::: Given records

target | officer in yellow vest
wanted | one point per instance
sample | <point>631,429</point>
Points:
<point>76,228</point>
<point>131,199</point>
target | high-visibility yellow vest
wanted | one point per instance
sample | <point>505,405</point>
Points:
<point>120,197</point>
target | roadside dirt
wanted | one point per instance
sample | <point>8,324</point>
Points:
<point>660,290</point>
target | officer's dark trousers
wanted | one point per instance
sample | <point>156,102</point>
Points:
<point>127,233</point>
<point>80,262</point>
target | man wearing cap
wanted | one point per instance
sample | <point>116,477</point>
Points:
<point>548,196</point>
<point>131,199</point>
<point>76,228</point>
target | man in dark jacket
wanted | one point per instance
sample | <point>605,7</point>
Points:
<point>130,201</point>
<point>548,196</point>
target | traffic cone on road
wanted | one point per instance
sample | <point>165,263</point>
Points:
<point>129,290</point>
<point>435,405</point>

::::::

Restate the line containing "target | man in dark jacket" and every remaining line of the records word for word. Add nothing.

▶ _Answer to this task_:
target | man in dark jacket
wanted | one point per instance
sample | <point>605,7</point>
Points:
<point>130,201</point>
<point>548,196</point>
target | traffic cone on road
wanted | one point per instance
sample | <point>165,263</point>
Points:
<point>129,290</point>
<point>435,405</point>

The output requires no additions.